Provided data:

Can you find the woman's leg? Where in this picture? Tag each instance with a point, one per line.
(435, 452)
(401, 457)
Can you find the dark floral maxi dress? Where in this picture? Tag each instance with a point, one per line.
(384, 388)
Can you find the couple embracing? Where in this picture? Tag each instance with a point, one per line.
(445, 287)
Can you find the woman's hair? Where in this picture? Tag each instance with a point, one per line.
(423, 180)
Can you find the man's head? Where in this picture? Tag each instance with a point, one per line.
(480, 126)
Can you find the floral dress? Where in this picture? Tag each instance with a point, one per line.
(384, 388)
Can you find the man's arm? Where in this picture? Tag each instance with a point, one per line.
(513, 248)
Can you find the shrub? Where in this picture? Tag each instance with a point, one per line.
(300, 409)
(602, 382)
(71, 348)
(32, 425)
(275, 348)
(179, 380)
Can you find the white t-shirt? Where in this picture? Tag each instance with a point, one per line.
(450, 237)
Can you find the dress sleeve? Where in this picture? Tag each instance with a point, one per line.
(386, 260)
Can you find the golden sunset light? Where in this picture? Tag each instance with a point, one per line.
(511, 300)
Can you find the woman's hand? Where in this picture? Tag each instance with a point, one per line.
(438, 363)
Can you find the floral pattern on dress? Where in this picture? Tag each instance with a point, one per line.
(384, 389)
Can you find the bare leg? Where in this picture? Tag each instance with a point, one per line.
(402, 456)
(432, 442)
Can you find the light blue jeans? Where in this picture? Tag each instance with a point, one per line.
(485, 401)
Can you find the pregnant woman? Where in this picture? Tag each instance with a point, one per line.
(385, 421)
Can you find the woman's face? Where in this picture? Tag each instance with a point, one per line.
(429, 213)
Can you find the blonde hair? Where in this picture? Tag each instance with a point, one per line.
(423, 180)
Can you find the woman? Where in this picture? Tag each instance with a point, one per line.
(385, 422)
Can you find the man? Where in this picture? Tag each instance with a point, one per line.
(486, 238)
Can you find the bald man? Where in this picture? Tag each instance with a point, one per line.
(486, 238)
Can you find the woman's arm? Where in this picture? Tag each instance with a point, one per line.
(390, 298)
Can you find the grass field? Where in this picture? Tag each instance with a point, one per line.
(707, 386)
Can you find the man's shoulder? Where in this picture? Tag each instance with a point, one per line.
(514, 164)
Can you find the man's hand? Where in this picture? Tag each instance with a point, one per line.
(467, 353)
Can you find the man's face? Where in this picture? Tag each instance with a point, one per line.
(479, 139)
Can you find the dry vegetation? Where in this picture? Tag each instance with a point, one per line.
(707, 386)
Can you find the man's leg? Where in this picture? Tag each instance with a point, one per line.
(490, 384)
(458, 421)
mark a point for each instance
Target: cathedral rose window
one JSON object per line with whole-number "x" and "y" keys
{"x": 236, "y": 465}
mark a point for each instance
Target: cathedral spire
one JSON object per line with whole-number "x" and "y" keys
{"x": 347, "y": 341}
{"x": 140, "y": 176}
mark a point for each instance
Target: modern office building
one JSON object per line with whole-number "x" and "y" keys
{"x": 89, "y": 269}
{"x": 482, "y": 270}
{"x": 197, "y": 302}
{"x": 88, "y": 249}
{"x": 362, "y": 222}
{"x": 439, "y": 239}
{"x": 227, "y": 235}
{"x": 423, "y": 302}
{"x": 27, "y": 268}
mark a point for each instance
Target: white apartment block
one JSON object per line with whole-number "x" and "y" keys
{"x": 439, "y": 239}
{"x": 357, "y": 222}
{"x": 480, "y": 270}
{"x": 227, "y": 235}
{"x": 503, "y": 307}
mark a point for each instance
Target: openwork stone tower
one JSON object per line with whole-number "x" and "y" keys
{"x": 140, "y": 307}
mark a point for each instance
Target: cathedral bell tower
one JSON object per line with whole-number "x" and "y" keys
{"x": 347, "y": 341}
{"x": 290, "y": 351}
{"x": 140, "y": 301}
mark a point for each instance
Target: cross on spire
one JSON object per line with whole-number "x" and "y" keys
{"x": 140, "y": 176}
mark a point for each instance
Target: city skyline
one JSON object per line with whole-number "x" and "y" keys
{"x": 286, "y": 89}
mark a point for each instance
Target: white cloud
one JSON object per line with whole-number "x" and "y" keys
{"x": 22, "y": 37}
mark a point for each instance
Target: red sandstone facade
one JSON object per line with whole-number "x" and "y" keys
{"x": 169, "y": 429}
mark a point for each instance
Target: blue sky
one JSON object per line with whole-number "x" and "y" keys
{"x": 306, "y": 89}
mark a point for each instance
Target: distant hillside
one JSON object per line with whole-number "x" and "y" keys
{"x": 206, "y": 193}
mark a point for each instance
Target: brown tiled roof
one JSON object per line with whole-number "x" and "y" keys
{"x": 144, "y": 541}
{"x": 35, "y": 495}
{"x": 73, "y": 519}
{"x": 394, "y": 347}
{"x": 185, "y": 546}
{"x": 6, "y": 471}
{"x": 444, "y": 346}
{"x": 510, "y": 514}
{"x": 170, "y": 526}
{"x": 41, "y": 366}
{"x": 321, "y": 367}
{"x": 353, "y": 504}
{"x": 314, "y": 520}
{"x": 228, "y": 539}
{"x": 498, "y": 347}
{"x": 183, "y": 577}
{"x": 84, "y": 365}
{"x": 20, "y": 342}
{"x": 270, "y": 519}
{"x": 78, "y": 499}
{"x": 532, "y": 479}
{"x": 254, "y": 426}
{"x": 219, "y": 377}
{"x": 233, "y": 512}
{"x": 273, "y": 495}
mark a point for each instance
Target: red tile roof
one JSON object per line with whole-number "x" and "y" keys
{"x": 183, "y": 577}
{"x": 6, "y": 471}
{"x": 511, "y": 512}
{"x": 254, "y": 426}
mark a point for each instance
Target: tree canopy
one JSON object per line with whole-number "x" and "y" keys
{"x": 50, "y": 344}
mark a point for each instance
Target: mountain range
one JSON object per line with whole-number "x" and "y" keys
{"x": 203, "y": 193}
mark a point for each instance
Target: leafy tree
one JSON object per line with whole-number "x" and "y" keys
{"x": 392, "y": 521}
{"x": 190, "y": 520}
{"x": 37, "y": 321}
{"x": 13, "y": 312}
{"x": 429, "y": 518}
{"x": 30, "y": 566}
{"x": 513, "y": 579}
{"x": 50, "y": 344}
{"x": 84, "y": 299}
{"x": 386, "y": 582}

What is being asked:
Give back the material above in its entirety, with every word intact.

Exercise output:
Can you find the woman's leg? Where in this picture? Tag each instance with a point, one per line.
(435, 452)
(401, 457)
Can you find the dark floral maxi dress? Where in this picture? Tag each instance with a point, one per line.
(384, 388)
Can you find the couple embracing? Where in this picture? Tag each instance with a point, one per line.
(445, 287)
Can you find the woman's hair? Where in this picture? Tag each instance with a point, one per line.
(423, 180)
Can you find the man's head? Where in this picture? Tag each instance with a point, one per line.
(480, 126)
Can you find the floral dress? Where in this picture? Tag each instance with a point, one per line.
(384, 388)
Can you find the man's arm? Where in this picture? Tag each instance with a point, one per line.
(513, 248)
Can you find the shrub? Where in this picture? Tag each instance with a point, one per line.
(300, 409)
(602, 382)
(71, 348)
(32, 425)
(275, 348)
(179, 380)
Can you find the white t-shirt? Where in this picture? Tag each instance with a point, one per line.
(450, 237)
Can you find the dress sleeve? Where in this picture? Tag each instance with a point, one per line.
(386, 260)
Can you find the golden sunset light? Where in this picture? Tag each instance with a point, one per line.
(511, 300)
Can you find the woman's hand? Where in this picture? Tag each instance with a point, one per line.
(438, 363)
Can you find the floral pattern on dress? Where in this picture? Tag each instance with a point, one per line.
(384, 389)
Can you find the bare leg? Where in this picture? Tag each instance with a point, one per line.
(402, 456)
(432, 442)
Can you find the light blue jeans? Where in this picture? Tag each instance with a point, one per line.
(485, 401)
Can you find the pregnant woman? Where in this picture? Tag each instance with a point, one per line.
(385, 421)
Can you find the woman's face? Where in this picture? Tag each instance with a point, one per line.
(429, 213)
Can you find the blonde hair? Where in this picture? Tag each instance with a point, one per line.
(423, 180)
Can you find the woman? Where in this picture? Tag each instance with a point, one per line.
(385, 422)
Can you find the man? Where in this picture? Tag each instance with a point, one per line.
(486, 238)
Can you find the bald man? Where in this picture? Tag each instance with a point, one per line.
(486, 238)
Can you find the woman's arm? Where in this picture? Tag each instance with a point, one per line.
(390, 298)
Can you find the grass field? Where in this picture? Tag each instance with a point, one per line.
(707, 386)
Can you find the man's shoulder? Where in this picture? Tag each instance with a point, one per line.
(514, 164)
Can you find the man's hand? Where in this picture? Tag each instance with a point, one per line.
(467, 353)
Can you find the man's face? Where in this picture? Tag each instance with a point, one per line.
(479, 139)
Can you find the dry vegetation? Where in this picture? Tag each instance with a point, one per line.
(707, 386)
Can you find the man's leg? Where in this picture? Tag each instance with a point, one per line.
(490, 384)
(458, 421)
mark a point for each instance
Target: cathedral rose window
one JSON object per line with whole-number "x" and "y" keys
{"x": 236, "y": 465}
mark a point for each instance
Target: cathedral spire
one JSON object per line with whole-number "x" and "y" keys
{"x": 347, "y": 341}
{"x": 140, "y": 176}
mark a point for each instance
Target: modern office building
one JSON object per line with whole-number "x" and "y" keys
{"x": 89, "y": 269}
{"x": 482, "y": 270}
{"x": 197, "y": 302}
{"x": 88, "y": 249}
{"x": 362, "y": 222}
{"x": 439, "y": 239}
{"x": 227, "y": 235}
{"x": 423, "y": 302}
{"x": 27, "y": 268}
mark a point for each instance
Target: white apartment block
one JSON object per line with whole-number "x" and "y" keys
{"x": 439, "y": 239}
{"x": 357, "y": 222}
{"x": 480, "y": 270}
{"x": 227, "y": 235}
{"x": 503, "y": 307}
mark a point for each instance
Target: openwork stone tower
one JSON object per line with whole-number "x" and "y" keys
{"x": 140, "y": 307}
mark a point for each instance
Target: cathedral bell tower
one JSON object per line with whole-number "x" and "y" keys
{"x": 347, "y": 341}
{"x": 290, "y": 351}
{"x": 140, "y": 301}
mark a point for each instance
Target: cross on spire
one JSON object per line with whole-number "x" and "y" keys
{"x": 140, "y": 176}
mark a point for each instance
Target: city skyline
one JSON object per line with whole-number "x" and "y" keys
{"x": 286, "y": 89}
mark a point for each instance
Target: white cloud
one JSON object per line with whole-number "x" and "y" keys
{"x": 22, "y": 37}
mark a point for each instance
Target: red sandstone facade
one JSON object per line with whole-number "x" and "y" keys
{"x": 169, "y": 429}
mark a point for each instance
Target: blue sky
one JSON object per line with whole-number "x" and "y" keys
{"x": 306, "y": 89}
mark a point for each instance
Target: distant hillside
one JSON object per line with whole-number "x" and "y" keys
{"x": 206, "y": 193}
mark a point for each instance
Target: brown tiled roof
one JSON object per line with whole-number "x" and "y" keys
{"x": 144, "y": 541}
{"x": 35, "y": 495}
{"x": 73, "y": 519}
{"x": 394, "y": 347}
{"x": 185, "y": 546}
{"x": 6, "y": 471}
{"x": 444, "y": 346}
{"x": 510, "y": 514}
{"x": 170, "y": 526}
{"x": 41, "y": 366}
{"x": 321, "y": 367}
{"x": 353, "y": 504}
{"x": 314, "y": 520}
{"x": 228, "y": 539}
{"x": 498, "y": 347}
{"x": 183, "y": 577}
{"x": 84, "y": 365}
{"x": 20, "y": 342}
{"x": 270, "y": 519}
{"x": 78, "y": 499}
{"x": 532, "y": 479}
{"x": 254, "y": 426}
{"x": 219, "y": 377}
{"x": 233, "y": 512}
{"x": 273, "y": 495}
mark a point for each instance
Target: red tile roof
one JSON object per line with whole-number "x" and "y" keys
{"x": 183, "y": 577}
{"x": 6, "y": 471}
{"x": 511, "y": 512}
{"x": 254, "y": 426}
mark a point for each instance
Target: tree canopy
one JSON object per line with whole-number "x" and "y" keys
{"x": 50, "y": 344}
mark a point for each instance
Target: mountain range
one JSON object per line with whole-number "x" and "y" keys
{"x": 203, "y": 193}
mark a point for each instance
Target: leafy tree
one JSON object per line with whole-number "x" and "y" keys
{"x": 392, "y": 521}
{"x": 190, "y": 520}
{"x": 37, "y": 321}
{"x": 13, "y": 312}
{"x": 429, "y": 518}
{"x": 30, "y": 566}
{"x": 513, "y": 579}
{"x": 50, "y": 344}
{"x": 84, "y": 299}
{"x": 386, "y": 582}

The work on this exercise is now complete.